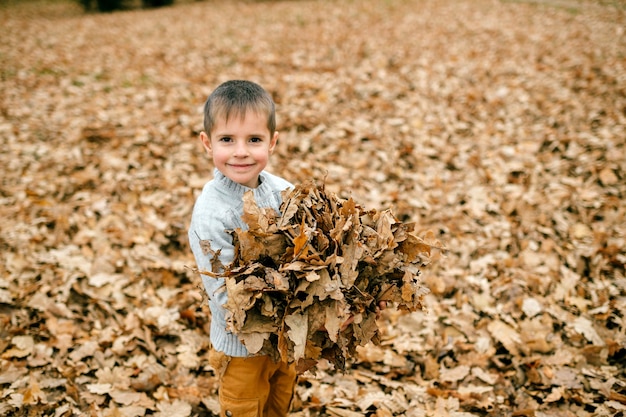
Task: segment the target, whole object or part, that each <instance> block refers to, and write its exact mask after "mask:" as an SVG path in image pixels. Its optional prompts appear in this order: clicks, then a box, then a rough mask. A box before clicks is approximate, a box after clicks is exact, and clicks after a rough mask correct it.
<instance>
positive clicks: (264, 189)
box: [213, 168, 271, 197]
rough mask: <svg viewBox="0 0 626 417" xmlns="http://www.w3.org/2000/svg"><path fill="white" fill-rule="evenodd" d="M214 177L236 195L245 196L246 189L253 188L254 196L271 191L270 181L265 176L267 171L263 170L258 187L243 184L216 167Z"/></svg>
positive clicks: (259, 195)
mask: <svg viewBox="0 0 626 417" xmlns="http://www.w3.org/2000/svg"><path fill="white" fill-rule="evenodd" d="M213 178H214V179H215V181H217V182H218V183H219V184H220V185H221V186H222V187H224V188H225V189H226V190H227V191H228V192H229V193H232V194H233V195H234V196H239V197H243V195H244V193H245V192H246V191H250V190H252V192H253V193H254V196H255V197H257V196H261V195H265V194H266V193H267V192H269V191H271V189H270V185H269V182H268V181H267V177H266V176H265V172H261V173H260V174H259V182H260V184H259V186H258V187H256V188H250V187H246V186H245V185H241V184H239V183H237V182H235V181H233V180H231V179H230V178H228V177H227V176H226V175H224V174H222V173H221V171H220V170H218V169H217V168H215V169H214V170H213Z"/></svg>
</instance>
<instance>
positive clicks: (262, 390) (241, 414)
mask: <svg viewBox="0 0 626 417" xmlns="http://www.w3.org/2000/svg"><path fill="white" fill-rule="evenodd" d="M210 362H211V364H212V365H213V367H214V368H215V369H216V370H217V371H218V374H219V375H220V387H219V402H220V408H221V410H220V416H221V417H286V416H287V415H288V413H289V408H290V406H291V401H292V399H293V395H294V391H295V387H296V379H297V375H296V369H295V365H294V364H287V363H284V362H274V361H273V360H272V359H271V358H270V357H269V356H252V357H247V358H237V357H231V356H226V355H224V354H223V353H221V352H217V351H214V350H212V351H211V352H210Z"/></svg>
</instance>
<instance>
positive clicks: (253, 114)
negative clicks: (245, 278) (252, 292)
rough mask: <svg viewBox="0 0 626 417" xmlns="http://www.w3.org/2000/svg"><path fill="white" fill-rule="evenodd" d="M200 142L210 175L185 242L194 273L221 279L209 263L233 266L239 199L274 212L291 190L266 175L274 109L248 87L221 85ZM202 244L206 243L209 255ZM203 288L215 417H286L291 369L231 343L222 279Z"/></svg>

────────

▸ **TASK**: Return only the lines between the one holding "box: [213, 168, 271, 197]" and the one holding "177L236 195L245 196L246", inclusive, exactly as they appear above.

▸ **WRITTEN RESPONSE**:
box: [213, 168, 271, 197]
rough mask: <svg viewBox="0 0 626 417" xmlns="http://www.w3.org/2000/svg"><path fill="white" fill-rule="evenodd" d="M214 177L236 195L245 196L246 189L253 188L254 196L271 191L270 181L265 176L267 171L263 170L258 187L243 184L216 167Z"/></svg>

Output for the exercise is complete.